PARTS OF THE EXERCISE:
**A)** According to the article about King Kelly, what illness caused his death?
**B)** Copy word for word the part of the King Kelly article starting with "Kelly was an" and going on through "for the poem.".
**C)** Resume the article about King Kelly's death after its last sentence and keep writing it.

Muscle Sport Magazine

OTD in Baseball in 1894: Superstar King Kelly Dies at 36


Any person dying at the age of 36 is tragic and it is even more shocking when that person is a recently-retired professional athlete. Such was the case on this date in baseball back in 1894 when King Kelly passed away from pneumonia. He was one of the top stars of the nineteenth century and spent many years as a player-manager, not uncommon in those days.

Kelly was an innovator during his 16-year major league career and he is credited with the hook slide, hit-and-run and the catcher backing up first base in the event of a wild throw. Playing both the outfield and behind the plate, the Troy, New York native was the first to wear a glove and chest protector, two-thirds of what would later be called the “tools of ignorance,” a jovial jab at a catcher’s intelligence for playing a position that takes its toll on the human body.

A popular song entitled “Slide, Kelly, Slide” was released in 1889 about him and in the offseason, Kelly delved into acting and worked the vaudeville circuit performing numerous roles, including “Casey at the Bat.” Ironically, it was rumored that Kelly was the inspiration and model for the poem.

INFORMATION SUPPLIED:
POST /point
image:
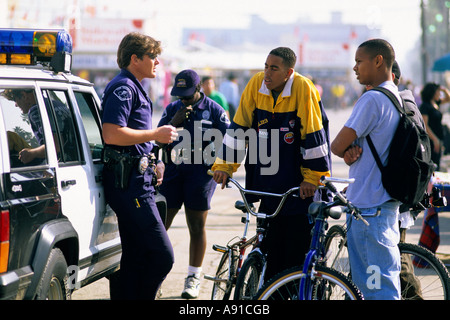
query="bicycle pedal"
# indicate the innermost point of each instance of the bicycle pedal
(212, 278)
(218, 248)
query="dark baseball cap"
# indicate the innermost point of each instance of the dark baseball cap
(185, 83)
(396, 70)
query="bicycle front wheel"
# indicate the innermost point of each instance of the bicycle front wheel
(327, 284)
(247, 283)
(423, 275)
(225, 276)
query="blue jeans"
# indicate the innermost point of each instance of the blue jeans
(373, 253)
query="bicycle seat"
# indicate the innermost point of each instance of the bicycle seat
(333, 212)
(240, 205)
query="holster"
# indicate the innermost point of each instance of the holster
(121, 164)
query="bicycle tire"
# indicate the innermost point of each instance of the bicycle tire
(434, 277)
(429, 270)
(247, 283)
(336, 253)
(226, 274)
(285, 286)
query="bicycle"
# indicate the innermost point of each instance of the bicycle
(429, 280)
(315, 280)
(233, 272)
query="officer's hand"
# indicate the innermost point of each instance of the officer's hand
(307, 190)
(181, 115)
(166, 134)
(221, 177)
(160, 167)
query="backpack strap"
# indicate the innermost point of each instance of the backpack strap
(399, 108)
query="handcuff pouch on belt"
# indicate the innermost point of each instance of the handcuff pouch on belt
(122, 164)
(178, 155)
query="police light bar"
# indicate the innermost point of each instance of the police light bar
(52, 48)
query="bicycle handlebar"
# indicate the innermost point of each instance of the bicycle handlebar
(244, 191)
(327, 181)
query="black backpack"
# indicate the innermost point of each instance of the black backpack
(409, 167)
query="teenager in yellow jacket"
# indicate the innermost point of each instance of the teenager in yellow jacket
(282, 129)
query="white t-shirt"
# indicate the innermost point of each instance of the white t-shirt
(373, 114)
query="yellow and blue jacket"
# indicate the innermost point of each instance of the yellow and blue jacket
(298, 123)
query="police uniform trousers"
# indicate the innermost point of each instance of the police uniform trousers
(288, 235)
(147, 254)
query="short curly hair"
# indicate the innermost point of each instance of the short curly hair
(139, 44)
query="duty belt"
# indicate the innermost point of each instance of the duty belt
(122, 164)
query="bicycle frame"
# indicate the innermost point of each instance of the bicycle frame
(315, 253)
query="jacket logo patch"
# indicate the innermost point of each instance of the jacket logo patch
(260, 123)
(289, 137)
(123, 93)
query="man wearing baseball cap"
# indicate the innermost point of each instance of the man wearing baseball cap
(185, 179)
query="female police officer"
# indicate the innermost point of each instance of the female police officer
(147, 254)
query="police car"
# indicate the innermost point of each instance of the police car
(56, 232)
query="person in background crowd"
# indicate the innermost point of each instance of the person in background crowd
(432, 116)
(187, 182)
(209, 88)
(230, 89)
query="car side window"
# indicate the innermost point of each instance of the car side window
(63, 128)
(23, 124)
(91, 120)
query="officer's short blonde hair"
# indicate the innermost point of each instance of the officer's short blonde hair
(139, 44)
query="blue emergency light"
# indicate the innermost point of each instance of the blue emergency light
(52, 48)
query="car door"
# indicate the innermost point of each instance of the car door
(78, 178)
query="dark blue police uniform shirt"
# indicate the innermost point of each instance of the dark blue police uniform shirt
(125, 103)
(206, 112)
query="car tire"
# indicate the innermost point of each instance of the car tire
(54, 281)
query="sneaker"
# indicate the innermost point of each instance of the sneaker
(191, 287)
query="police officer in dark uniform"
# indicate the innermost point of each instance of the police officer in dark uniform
(186, 180)
(130, 170)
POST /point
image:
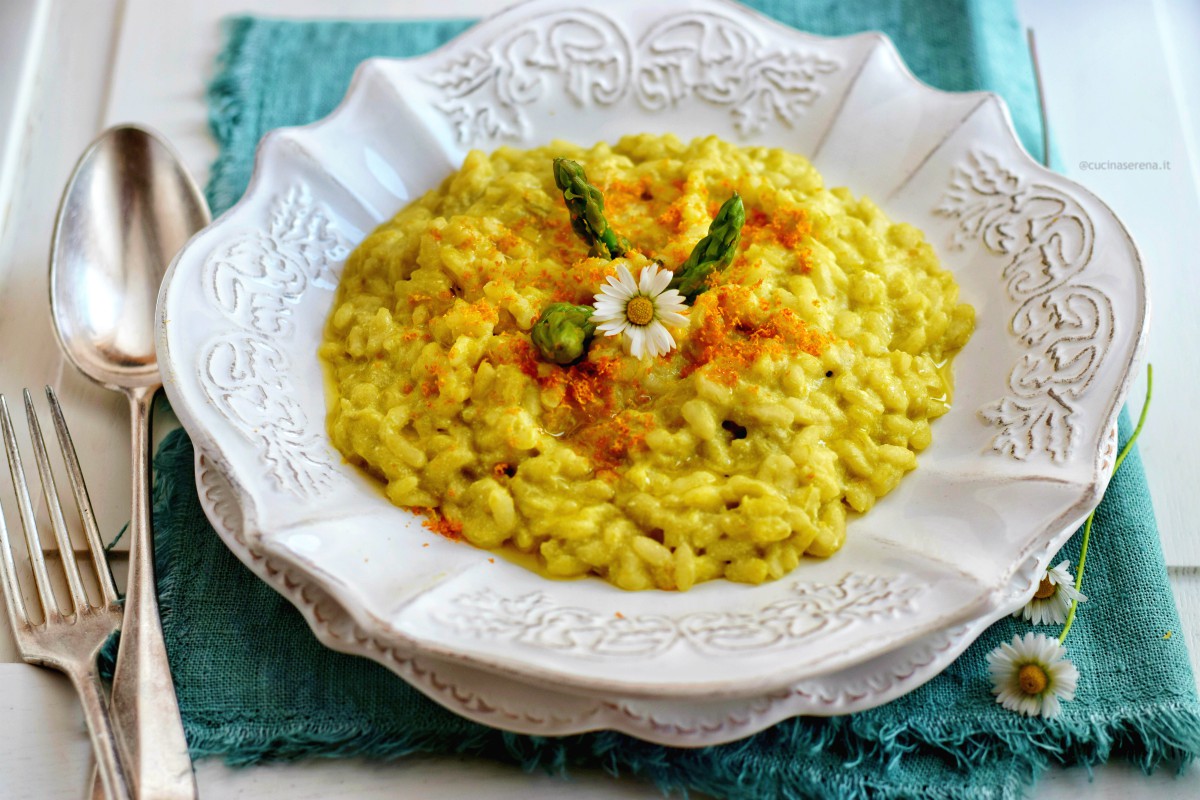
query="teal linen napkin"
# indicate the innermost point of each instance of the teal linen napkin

ANSWERS IN ORDER:
**A)** Pneumonia.

**B)**
Kelly was an innovator during his 16-year major league career and he is credited with the hook slide, hit-and-run and the catcher backing up first base in the event of a wild throw. Playing both the outfield and behind the plate, the Troy, New York native was the first to wear a glove and chest protector, two-thirds of what would later be called the “tools of ignorance,” a jovial jab at a catcher’s intelligence for playing a position that takes its toll on the human body.

A popular song entitled “Slide, Kelly, Slide” was released in 1889 about him and in the offseason, Kelly delved into acting and worked the vaudeville circuit performing numerous roles, including “Casey at the Bat.” Ironically, it was rumored that Kelly was the inspiration and model for the poem.

**C)**
The Hall of Famer made his National League debut in 1877 with the Cincinatti Reds and as was common back in the game’s early days, many franchises lost money and had to release their players. Kelly was quickly signed by Albert Spalding’s Chicago White Stockings and became an offensive juggernaut, as well as one of the best defensive catchers in the league. The team won five pennants in his six years in the Windy City.

Spalding sold Kelly’s contract to the Boston Beaneaters during the ensuing offseason for what was then a recored high amount of $10,000. When the Players League was formed in 1890, Kelly jumped leagues and was a player-manager of the Boston Reds. They won the pennant, but the league ended up folding after that. His next stop was in the American Association, but Kelly eventually returned to the NL before retiring after the 1893 season.


While traveling via boat from New York to Boston in November of 1894, Kelly fell ill at what was reported as a “slight cold,” causing him to miss the first few dates on his vaudeville tour. His condition worsened and even after being hospitalized, Kelly would end up dying from pneumonia.